Which of the lines below contain the word "tomato", matching case exactly? Copy each of those lines in full.

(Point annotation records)
============
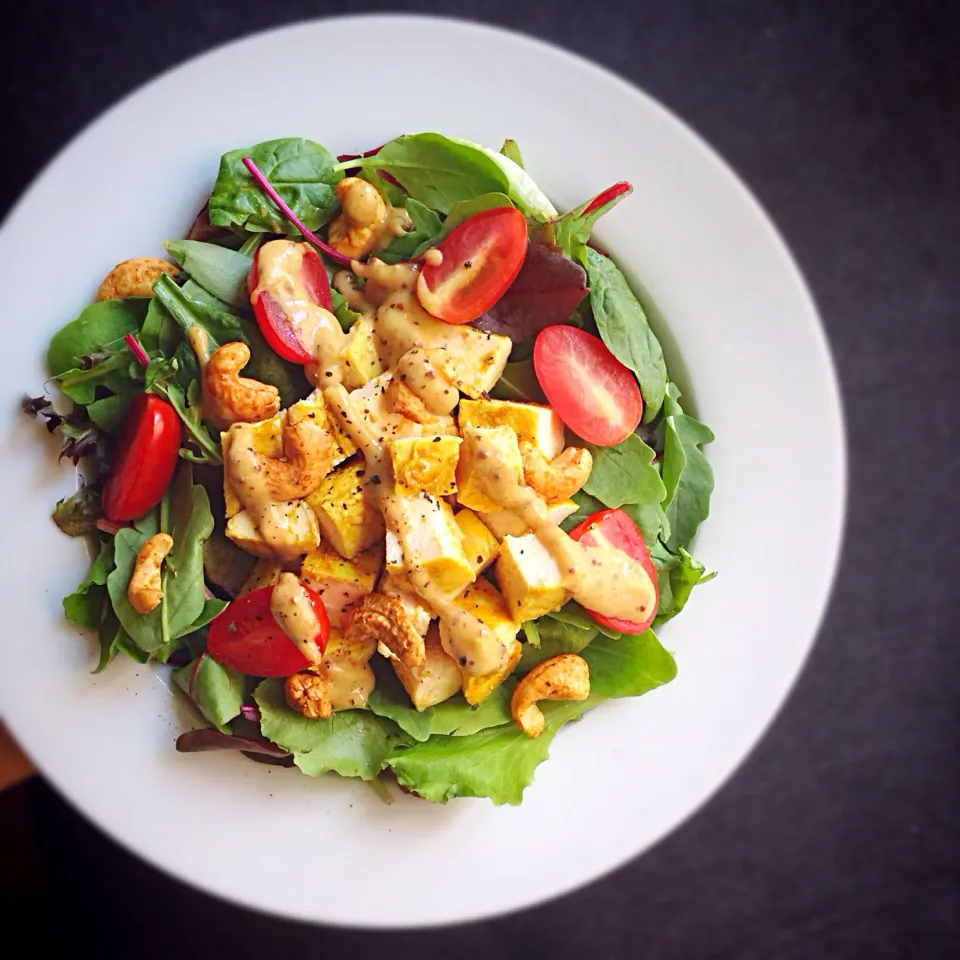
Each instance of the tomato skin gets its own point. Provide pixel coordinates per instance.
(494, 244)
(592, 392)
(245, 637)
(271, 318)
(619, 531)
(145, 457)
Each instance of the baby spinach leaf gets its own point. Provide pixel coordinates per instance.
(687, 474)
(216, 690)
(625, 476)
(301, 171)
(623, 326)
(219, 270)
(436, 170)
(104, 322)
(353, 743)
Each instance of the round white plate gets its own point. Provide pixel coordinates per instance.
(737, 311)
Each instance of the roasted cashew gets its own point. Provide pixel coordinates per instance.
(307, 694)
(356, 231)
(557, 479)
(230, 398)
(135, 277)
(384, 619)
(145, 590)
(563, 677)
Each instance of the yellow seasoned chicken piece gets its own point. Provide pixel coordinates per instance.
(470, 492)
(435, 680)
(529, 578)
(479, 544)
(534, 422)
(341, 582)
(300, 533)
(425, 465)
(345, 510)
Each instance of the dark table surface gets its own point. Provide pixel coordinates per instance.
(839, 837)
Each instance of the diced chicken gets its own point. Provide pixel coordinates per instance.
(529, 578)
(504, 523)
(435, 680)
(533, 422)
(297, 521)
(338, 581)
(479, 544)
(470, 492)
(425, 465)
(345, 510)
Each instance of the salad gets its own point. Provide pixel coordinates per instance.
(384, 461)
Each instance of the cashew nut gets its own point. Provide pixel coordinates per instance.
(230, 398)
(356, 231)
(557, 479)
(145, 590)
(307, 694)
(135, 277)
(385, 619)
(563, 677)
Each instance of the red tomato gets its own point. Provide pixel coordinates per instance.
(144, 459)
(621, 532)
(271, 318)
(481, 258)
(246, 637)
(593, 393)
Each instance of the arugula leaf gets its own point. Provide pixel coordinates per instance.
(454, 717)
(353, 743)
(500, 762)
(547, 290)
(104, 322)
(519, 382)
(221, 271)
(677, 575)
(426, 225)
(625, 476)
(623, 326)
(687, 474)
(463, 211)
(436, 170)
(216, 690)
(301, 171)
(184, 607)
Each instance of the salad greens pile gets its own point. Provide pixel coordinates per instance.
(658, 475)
============
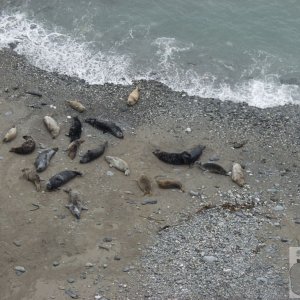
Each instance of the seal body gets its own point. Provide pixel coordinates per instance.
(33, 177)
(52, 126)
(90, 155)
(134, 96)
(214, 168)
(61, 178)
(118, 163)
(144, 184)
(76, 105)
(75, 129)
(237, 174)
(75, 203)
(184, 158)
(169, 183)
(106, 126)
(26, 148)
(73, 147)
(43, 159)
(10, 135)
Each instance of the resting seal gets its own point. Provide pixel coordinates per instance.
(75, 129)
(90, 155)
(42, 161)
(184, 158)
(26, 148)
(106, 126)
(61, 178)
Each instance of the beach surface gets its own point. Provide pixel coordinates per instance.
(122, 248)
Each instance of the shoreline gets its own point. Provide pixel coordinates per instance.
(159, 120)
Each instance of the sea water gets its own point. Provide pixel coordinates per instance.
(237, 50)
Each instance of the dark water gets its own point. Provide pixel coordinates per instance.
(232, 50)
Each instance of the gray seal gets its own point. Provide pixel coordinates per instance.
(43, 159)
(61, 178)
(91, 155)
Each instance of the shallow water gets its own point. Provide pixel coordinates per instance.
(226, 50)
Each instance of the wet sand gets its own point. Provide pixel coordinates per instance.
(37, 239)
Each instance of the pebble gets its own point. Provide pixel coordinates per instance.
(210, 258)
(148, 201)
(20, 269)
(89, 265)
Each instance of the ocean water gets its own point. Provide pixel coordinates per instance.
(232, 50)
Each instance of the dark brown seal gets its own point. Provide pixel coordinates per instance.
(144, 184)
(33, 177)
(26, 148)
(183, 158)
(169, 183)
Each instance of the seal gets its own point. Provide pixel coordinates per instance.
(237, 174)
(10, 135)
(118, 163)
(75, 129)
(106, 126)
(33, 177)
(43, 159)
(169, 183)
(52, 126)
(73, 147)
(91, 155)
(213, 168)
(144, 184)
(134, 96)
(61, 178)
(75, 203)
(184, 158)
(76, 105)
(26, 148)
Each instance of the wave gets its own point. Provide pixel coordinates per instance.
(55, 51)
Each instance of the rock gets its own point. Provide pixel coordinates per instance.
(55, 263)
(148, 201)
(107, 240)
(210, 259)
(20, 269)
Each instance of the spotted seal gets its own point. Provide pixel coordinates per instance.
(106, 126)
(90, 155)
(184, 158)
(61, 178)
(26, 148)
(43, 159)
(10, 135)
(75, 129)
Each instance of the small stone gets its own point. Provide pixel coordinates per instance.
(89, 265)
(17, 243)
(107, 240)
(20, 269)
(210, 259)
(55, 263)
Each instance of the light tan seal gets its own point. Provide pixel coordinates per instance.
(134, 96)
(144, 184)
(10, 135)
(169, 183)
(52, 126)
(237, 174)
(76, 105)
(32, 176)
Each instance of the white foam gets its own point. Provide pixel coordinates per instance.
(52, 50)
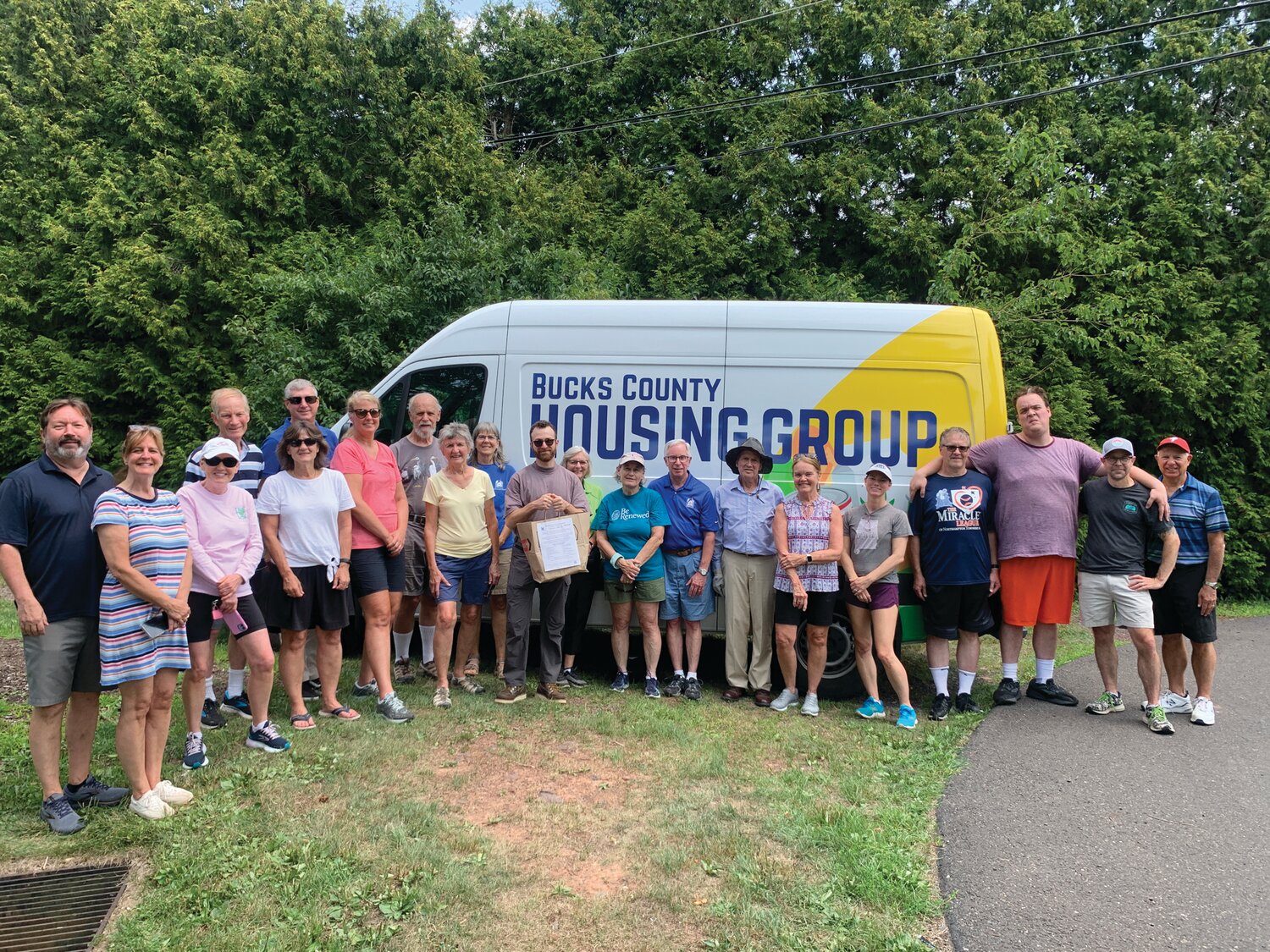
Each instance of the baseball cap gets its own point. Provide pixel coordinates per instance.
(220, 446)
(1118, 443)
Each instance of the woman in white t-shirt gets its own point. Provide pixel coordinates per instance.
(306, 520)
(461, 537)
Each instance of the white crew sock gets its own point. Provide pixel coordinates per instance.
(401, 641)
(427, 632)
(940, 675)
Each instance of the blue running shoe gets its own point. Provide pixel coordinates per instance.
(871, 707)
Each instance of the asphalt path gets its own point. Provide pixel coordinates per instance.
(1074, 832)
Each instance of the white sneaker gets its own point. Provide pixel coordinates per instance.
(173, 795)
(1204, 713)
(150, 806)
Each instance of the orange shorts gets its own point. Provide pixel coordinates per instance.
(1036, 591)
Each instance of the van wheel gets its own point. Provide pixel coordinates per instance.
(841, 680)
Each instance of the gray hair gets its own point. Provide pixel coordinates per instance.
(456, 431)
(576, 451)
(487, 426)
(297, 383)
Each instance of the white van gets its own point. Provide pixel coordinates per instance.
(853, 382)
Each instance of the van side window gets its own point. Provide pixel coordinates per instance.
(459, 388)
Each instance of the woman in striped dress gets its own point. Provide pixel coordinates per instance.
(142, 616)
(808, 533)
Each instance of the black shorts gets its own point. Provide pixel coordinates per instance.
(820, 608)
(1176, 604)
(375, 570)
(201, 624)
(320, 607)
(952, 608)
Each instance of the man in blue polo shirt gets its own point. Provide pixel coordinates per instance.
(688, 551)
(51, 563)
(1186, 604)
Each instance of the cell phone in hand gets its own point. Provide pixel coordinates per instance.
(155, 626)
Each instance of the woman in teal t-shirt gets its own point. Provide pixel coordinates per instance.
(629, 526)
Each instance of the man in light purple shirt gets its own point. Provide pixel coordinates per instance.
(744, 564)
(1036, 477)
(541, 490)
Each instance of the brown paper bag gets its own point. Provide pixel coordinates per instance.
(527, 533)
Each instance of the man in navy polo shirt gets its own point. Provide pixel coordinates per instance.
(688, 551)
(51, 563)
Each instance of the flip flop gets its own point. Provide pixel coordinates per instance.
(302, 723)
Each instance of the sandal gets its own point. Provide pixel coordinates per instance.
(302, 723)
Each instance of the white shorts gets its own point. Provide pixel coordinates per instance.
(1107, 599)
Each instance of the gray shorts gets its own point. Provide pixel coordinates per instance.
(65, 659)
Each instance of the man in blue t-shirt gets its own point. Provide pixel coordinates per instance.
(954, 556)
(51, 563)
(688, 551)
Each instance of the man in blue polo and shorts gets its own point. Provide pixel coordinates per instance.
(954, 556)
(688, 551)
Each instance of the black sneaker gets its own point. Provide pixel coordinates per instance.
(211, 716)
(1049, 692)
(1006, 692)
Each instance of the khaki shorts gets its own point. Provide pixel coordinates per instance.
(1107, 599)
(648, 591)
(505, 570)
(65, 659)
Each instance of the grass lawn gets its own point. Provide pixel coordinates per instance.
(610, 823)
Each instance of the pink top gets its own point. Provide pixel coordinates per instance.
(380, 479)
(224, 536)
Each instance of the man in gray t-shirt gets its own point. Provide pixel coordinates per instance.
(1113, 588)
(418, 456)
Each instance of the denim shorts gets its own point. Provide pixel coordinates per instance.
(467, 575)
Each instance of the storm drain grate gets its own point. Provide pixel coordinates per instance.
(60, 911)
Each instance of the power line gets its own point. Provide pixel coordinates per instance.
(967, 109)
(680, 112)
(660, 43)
============
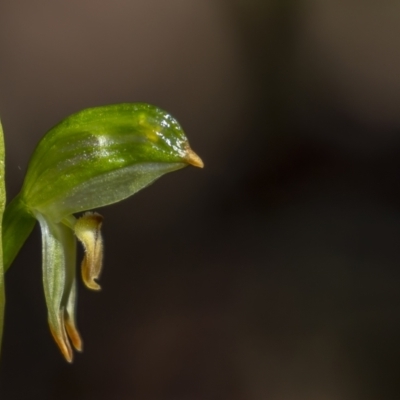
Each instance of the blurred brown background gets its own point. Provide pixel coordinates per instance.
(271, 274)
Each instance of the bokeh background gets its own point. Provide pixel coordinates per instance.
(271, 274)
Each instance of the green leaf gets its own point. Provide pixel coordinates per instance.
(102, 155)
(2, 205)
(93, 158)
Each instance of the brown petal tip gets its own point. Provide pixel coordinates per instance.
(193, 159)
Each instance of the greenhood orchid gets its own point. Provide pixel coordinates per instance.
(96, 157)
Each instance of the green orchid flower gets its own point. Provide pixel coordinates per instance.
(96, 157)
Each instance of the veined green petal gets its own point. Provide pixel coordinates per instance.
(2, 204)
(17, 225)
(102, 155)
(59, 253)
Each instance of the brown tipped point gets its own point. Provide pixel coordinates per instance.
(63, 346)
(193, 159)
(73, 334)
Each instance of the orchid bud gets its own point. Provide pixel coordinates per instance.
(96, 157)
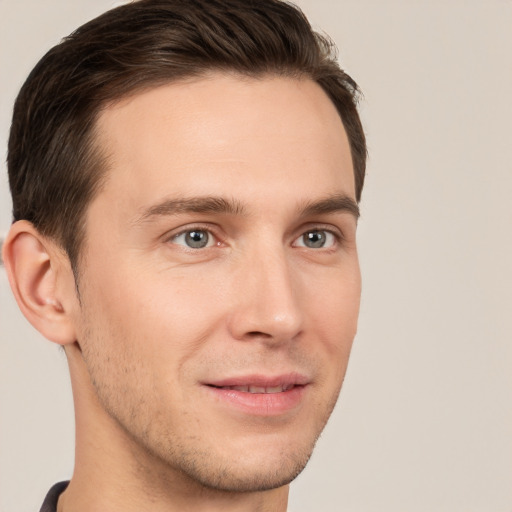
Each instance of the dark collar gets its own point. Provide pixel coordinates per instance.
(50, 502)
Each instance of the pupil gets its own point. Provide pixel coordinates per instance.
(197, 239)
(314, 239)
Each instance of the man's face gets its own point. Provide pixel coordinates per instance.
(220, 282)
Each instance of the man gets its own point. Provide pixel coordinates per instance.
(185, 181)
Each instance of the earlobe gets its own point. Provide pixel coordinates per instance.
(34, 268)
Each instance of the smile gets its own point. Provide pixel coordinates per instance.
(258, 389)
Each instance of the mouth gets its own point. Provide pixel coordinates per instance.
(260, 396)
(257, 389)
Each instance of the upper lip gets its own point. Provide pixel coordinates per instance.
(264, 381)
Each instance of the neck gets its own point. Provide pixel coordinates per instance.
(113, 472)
============
Final result ->
Each instance of the tomato skin gets its own point. Provide pixel coordinates per instance.
Each instance of the red tomato gets its own point. Provide pixel coordinates per instance.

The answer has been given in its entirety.